PRIMARY: Major landslides can cause extensive damage by the physical removal
of structures from foundations, burial under tons of earth or impact damage. Debris
can block roads, remove utility poles and water distribution pipelines.

       Secondary effects include removal of natural vegetation, soil erosion, build up
of debris in the sea, loss of agricultural land and extensive damage to buildings of all
kinds. Disruption of essential services in affected areas; often occurs.

       A major landslide could first of all, cause casualties and deaths. It could also
disrupt traffic and damage water and electricity distribution systems. Landslides
tend to be highly localized and the effects therefore would not be widespread.
Disruption of commercial or social activities at community level often occurs
following landslides.

       The Hazard and Risk Assessment Report (HRAP) regards the Territory as
being geologically stable. However, Tortola has comparatively steep slopes made
up of old volcanic rocks. Minor rock-falls are a common occurrence after heavy
rains. The Coxheath area, has given rise to concern that a major landslide could
take place there. Further, the northern and southern coastal roads are constructed
on narrow coastal plains in close proximity to steep hills.

       The pattern of housing development has meant an expansion of construction
on comparatively steep slopes outside of Road Town. The associated construction
of access roads has lead to several locations of deep road cuttings across slopes.

       Structural mitigation strategies such as careful design of roads, house
construction techniques and physical planning restrictions on extremely steep
slopes, are important mitigation tools.

       The preservation of the natural vegetation on steep slopes and the
construction of retaining walls are related techniques.

       • Determining and mapping areas most likely to experience landslides
             and rock-falls.
         •   Developing a rapid response strategy for the clearance of roads and
             restoration of essential services.
         •   Developing agreements with the private sector to provide heavy
             equipment and operators to clear landslides if and when necessary.
         •   Search and Rescue plans.
         •   Emergencies medical response plans.
         •   Emergency shelter arrangements.


         •   Lead Agency by mandate - Department of Disaster Management
         •   Overall coordination   - Department of Disaster Management
         •   Lead Agency on-scene Response- RVI Police Force
         •   Incident Command       - RVI Police Force

    Public Works Department (PWD)
    Department of Information and Public Relations (GIS)
    Electricity Corporation
    Water and Sewerage Department
    Cable and Wireless
    Radio and Television Stations
    Health Department
    Conservation and Fisheries Department
    Agriculture Department

        It is expected that all Response agencies would advise personnel to report
any landslide or rock-fall incident which comes to their notice. The Police and PWD
in particular should be especially vigilant.

       Whenever prolonged on intense rainfall has occurred, the Police and PWD
should conduct a rapid assessment by district, to determine whether landslides and
rockfalls have occurred. This should also be done whenever earth tremors or
earthquakes have been experienced or recorded.

-- DATA --
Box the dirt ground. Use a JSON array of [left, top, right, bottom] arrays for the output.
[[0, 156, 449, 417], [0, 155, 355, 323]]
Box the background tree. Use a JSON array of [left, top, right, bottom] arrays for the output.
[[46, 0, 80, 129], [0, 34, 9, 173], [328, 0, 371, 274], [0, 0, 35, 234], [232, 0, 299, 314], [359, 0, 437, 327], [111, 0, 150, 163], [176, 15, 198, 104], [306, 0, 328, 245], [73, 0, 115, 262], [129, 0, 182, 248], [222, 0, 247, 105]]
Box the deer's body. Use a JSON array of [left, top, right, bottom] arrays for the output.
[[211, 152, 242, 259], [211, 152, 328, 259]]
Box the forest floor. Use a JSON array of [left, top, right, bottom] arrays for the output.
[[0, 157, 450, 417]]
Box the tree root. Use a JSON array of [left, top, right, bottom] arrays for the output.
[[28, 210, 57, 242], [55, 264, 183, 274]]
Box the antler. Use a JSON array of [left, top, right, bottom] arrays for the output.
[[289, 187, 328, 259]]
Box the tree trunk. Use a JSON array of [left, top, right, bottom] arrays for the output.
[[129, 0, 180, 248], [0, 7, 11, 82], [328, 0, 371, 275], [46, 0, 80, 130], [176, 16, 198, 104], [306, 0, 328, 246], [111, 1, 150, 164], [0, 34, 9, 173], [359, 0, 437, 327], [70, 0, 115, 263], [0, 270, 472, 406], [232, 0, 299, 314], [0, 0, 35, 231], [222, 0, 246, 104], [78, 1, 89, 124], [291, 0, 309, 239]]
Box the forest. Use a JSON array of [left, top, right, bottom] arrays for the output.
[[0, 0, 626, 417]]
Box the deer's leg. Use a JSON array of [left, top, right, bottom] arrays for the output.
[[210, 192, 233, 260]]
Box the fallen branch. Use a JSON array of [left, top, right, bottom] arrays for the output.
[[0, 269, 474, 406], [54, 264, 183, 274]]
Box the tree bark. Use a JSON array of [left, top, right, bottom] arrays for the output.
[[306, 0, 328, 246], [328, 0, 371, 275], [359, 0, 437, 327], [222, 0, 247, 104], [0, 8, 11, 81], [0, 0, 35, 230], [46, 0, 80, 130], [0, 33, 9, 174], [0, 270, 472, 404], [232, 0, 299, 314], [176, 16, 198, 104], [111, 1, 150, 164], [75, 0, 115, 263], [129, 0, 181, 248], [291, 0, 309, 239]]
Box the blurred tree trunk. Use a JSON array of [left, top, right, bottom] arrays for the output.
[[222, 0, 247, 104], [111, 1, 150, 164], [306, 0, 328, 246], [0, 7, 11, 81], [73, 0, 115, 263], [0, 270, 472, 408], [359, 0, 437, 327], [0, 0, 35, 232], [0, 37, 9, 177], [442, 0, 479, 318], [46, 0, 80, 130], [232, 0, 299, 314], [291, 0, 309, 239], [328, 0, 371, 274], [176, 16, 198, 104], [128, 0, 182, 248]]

-- TASKS TO COMPLETE --
1. In the landslide document, which agency leads the on-scene response?
2. Rewrite the landslide document's passage from "Structural mitigation strategies" up to and including "important mitigation tools.", replacing "roads" with "highways".

-- TASK-BY-TASK RESULTS --
1. The RVI Police Force.

2.
Structural mitigation strategies such as careful design of highways, house
construction techniques and physical planning restrictions on extremely steep
slopes, are important mitigation tools.